**Work instructions**
Change "integer pixel boxes" to "whole-number pixel boxes" in the rows from the start through the line containing "[641,0,896,134]", and keep everything else the same. Leave the pictures out of your answer.

** start Input **

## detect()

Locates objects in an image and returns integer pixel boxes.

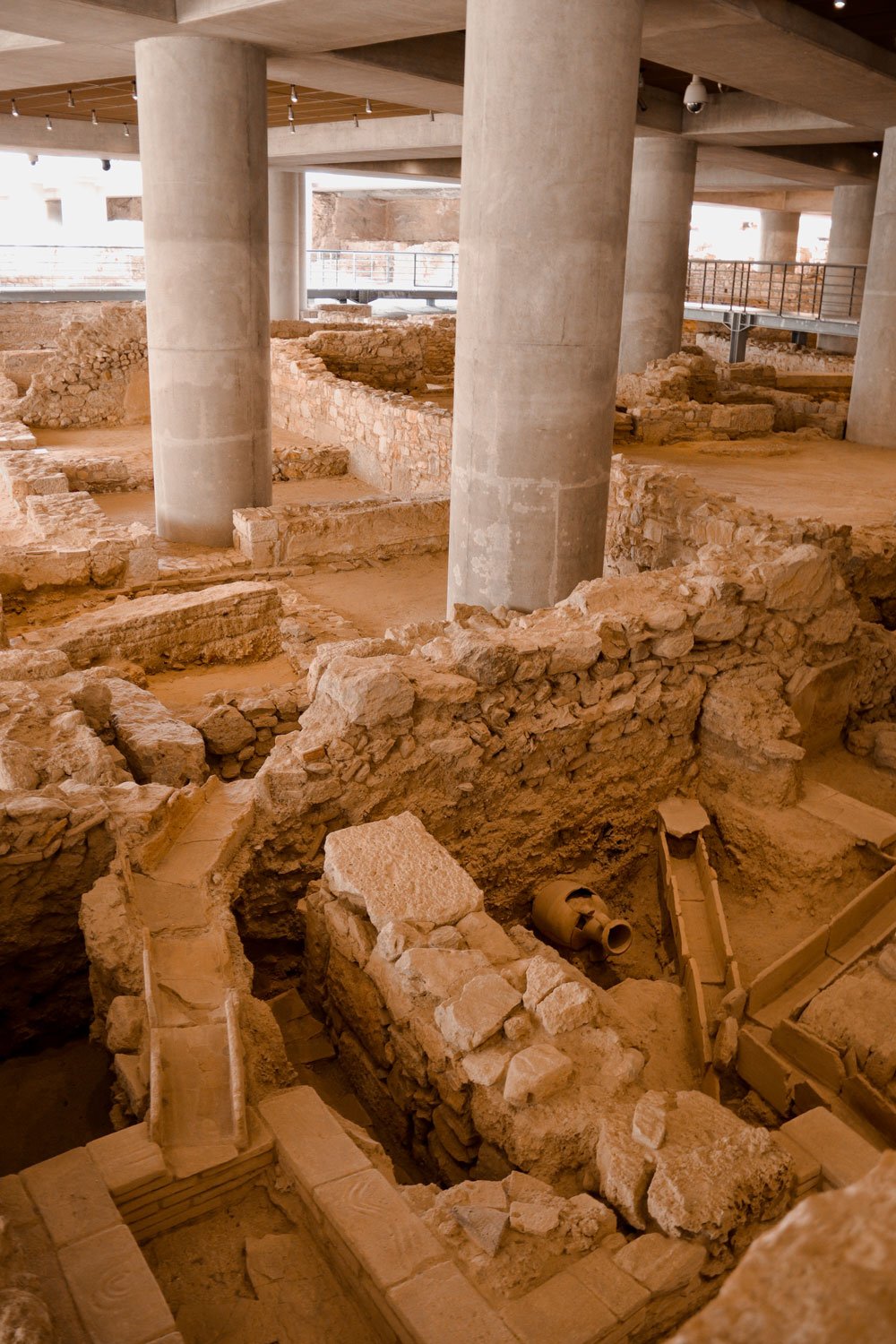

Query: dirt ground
[0,1037,111,1176]
[625,437,896,526]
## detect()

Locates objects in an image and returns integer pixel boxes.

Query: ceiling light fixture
[684,75,710,117]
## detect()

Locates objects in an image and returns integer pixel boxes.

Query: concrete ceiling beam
[641,0,896,134]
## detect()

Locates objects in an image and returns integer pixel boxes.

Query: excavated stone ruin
[0,306,896,1344]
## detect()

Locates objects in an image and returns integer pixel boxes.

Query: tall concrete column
[267,168,307,320]
[135,35,271,546]
[815,185,877,355]
[759,210,799,261]
[619,136,697,374]
[449,0,643,610]
[847,126,896,448]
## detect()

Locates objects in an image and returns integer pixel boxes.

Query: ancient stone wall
[271,340,452,499]
[0,303,105,349]
[12,304,149,429]
[234,499,449,569]
[259,505,875,910]
[305,323,426,392]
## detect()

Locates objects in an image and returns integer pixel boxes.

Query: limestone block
[504,1046,573,1107]
[59,1226,175,1344]
[435,973,521,1058]
[594,1116,654,1228]
[106,677,207,789]
[449,1204,509,1255]
[535,981,598,1037]
[196,704,255,755]
[395,948,492,1002]
[317,656,414,728]
[457,910,520,965]
[22,1148,121,1246]
[522,956,571,1012]
[387,1262,516,1344]
[314,1169,447,1292]
[323,812,482,930]
[613,1233,707,1293]
[670,1153,896,1344]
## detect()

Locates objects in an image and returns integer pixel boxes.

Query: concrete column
[759,210,799,261]
[449,0,643,610]
[815,185,877,355]
[267,168,307,320]
[619,136,697,374]
[847,126,896,448]
[135,35,271,546]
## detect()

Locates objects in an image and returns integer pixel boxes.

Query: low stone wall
[30,582,282,672]
[0,301,105,351]
[234,499,449,567]
[305,323,426,392]
[409,314,457,384]
[271,340,452,499]
[7,304,149,429]
[186,687,306,780]
[0,785,115,1056]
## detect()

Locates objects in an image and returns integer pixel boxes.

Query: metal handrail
[685,258,868,323]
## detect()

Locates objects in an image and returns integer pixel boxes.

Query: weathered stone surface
[535,981,597,1037]
[317,656,414,728]
[196,704,255,755]
[504,1046,573,1107]
[106,677,207,789]
[323,812,482,929]
[435,973,521,1053]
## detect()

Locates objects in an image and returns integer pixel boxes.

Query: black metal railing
[685,258,866,323]
[0,244,145,289]
[307,249,457,290]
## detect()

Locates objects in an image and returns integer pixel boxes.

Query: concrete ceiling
[0,0,896,199]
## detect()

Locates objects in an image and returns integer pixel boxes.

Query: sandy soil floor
[288,553,447,637]
[625,438,896,526]
[0,1037,111,1176]
[143,1169,376,1344]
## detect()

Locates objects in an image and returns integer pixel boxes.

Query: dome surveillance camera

** end Input **

**Final answer**
## detect()

Locates objects in an image and returns whole-number pixel boxes.


Query: dirt ground
[0,1037,111,1176]
[625,437,896,526]
## detect()

Locates objects in an image and returns whole-number pixel boxes.

Query: ceiling light fixture
[684,75,710,117]
## detect()

Locates objects in an image and returns whole-number pixel boxes.

Query: concrete ceiling beam
[641,0,896,134]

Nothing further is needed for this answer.